→ **Listing**

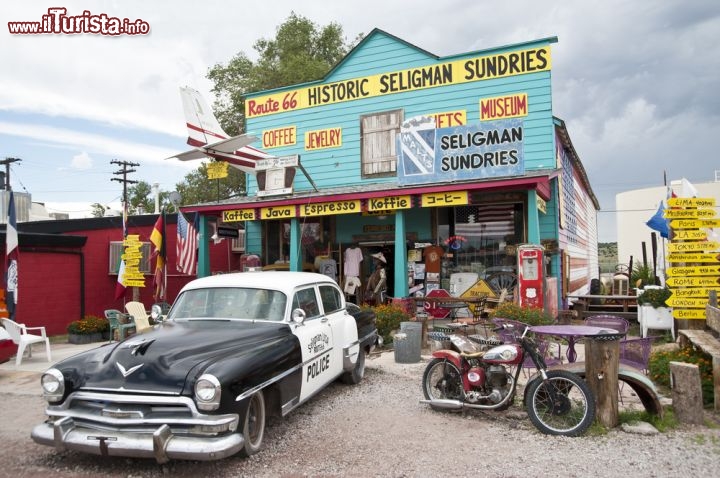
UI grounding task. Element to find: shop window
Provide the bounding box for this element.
[444,203,525,277]
[360,110,403,178]
[108,241,150,275]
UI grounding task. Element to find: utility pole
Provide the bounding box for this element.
[0,158,22,191]
[110,159,140,208]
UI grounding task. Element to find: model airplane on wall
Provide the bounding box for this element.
[168,87,273,174]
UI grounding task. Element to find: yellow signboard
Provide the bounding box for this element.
[668,241,720,252]
[206,161,229,179]
[223,209,257,222]
[262,126,297,149]
[245,46,552,118]
[422,191,468,207]
[673,308,705,320]
[665,297,708,309]
[673,229,707,241]
[260,206,297,219]
[667,252,720,262]
[480,93,528,121]
[368,196,412,211]
[670,287,720,298]
[665,266,720,277]
[668,198,715,207]
[300,199,361,217]
[665,277,720,287]
[305,128,342,151]
[664,209,715,219]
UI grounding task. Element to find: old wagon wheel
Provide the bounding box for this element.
[486,272,517,300]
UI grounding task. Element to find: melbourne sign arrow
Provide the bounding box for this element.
[673,308,705,320]
[667,252,720,262]
[665,297,708,309]
[665,277,720,287]
[665,266,720,277]
[665,209,715,219]
[668,198,715,207]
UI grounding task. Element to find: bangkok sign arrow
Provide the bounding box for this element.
[665,277,720,287]
[665,297,708,309]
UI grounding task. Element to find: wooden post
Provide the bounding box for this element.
[670,362,703,425]
[585,336,620,428]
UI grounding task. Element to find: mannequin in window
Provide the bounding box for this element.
[365,252,387,305]
[343,244,363,296]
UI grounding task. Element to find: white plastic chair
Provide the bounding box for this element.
[125,302,152,334]
[0,319,52,367]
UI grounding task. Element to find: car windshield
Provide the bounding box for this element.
[167,287,287,321]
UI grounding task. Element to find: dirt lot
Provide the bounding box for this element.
[0,352,720,478]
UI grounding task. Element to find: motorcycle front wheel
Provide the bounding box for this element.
[525,370,595,436]
[423,358,465,410]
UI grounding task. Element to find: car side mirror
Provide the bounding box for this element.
[290,307,306,325]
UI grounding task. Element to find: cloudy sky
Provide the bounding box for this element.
[0,0,720,241]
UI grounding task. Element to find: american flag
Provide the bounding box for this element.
[175,211,197,275]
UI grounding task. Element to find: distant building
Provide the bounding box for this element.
[615,178,720,276]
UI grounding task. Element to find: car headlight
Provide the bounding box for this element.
[40,368,65,402]
[195,374,221,410]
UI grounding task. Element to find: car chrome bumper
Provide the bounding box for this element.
[31,417,245,463]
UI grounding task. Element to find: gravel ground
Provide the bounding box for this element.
[0,352,720,478]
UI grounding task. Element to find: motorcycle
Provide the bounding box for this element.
[420,324,595,436]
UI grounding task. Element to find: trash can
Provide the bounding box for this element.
[393,322,422,363]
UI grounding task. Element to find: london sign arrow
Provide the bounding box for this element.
[668,198,715,207]
[673,308,705,320]
[665,277,720,287]
[667,252,720,262]
[668,241,720,252]
[665,297,708,309]
[665,266,720,277]
[670,287,720,298]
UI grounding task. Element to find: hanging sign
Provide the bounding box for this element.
[673,308,705,320]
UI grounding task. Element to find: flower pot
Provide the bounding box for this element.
[68,332,103,345]
[638,305,675,340]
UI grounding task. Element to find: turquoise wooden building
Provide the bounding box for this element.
[184,29,599,311]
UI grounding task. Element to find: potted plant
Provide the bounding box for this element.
[67,315,110,344]
[638,286,675,340]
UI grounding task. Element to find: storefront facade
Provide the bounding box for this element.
[184,30,598,310]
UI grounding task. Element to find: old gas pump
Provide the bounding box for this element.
[517,244,545,308]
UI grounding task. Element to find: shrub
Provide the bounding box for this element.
[638,287,672,309]
[367,304,410,344]
[490,302,555,325]
[648,346,715,406]
[67,315,110,335]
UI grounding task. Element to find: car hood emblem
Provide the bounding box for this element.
[115,362,144,378]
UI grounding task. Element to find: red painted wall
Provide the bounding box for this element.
[8,220,240,336]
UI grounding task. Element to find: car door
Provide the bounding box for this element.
[292,285,342,402]
[318,284,360,372]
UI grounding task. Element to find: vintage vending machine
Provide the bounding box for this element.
[518,244,545,309]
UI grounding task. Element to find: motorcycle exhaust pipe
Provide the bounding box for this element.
[420,398,463,410]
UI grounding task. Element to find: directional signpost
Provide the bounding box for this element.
[665,198,720,320]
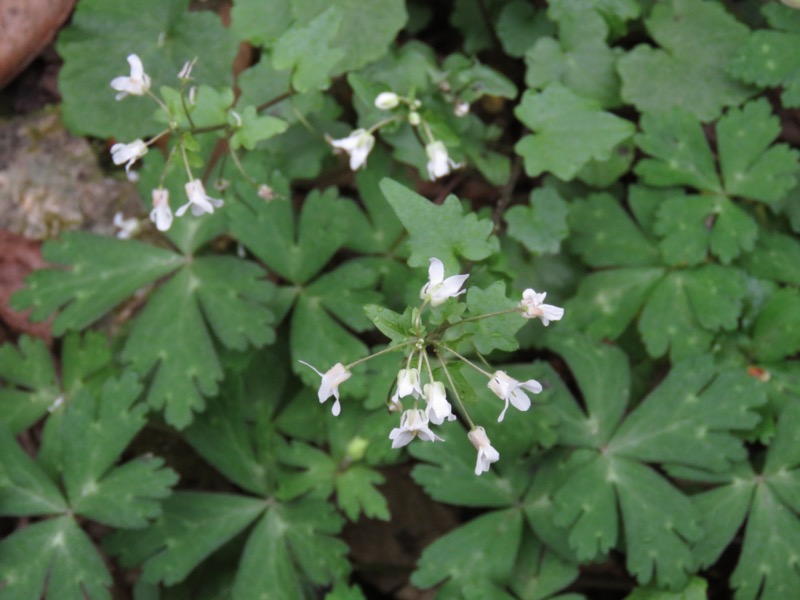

→ **Problem**
Copy out, without changing anything, everything from the line containing "UI grounding task. Element to find: dirt lot" down to the line containing "[393,322,422,363]", including both of those lines.

→ **Exercise answer**
UI grounding task. Element to find: dirt lot
Provide the bounding box for this element.
[0,352,720,478]
UI grounding task. Element to find: motorcycle front wheel
Provide the bounding box for this element.
[525,370,595,436]
[423,358,465,410]
UI grounding task. Element to find: car side mirror
Provide the bounding box for this element.
[290,307,306,325]
UI grounding task. Element to find: cloudy sky
Provide the bounding box for this element.
[0,0,720,241]
UI grounding task. Element to find: american flag
Provide the bounding box for this element.
[175,211,197,275]
UI grounding task. Element to find: distant building
Provide the bounding box for this element.
[615,178,720,276]
UI grounding task. Element to find: car headlight
Provide the bounding box for this element.
[40,368,65,402]
[195,374,221,410]
UI grounding task. Element to find: car chrome bumper
Provide the bounding box for this element.
[31,417,245,463]
UI grounding task. Element to find: gravel ground
Provide the bounding box for this element.
[0,352,720,478]
UI grounding task. Element to find: motorcycle
Provide the bounding box for this element.
[420,324,595,436]
UI grounding task. Element to find: trash can
Provide the bounding box for this element.
[393,322,422,363]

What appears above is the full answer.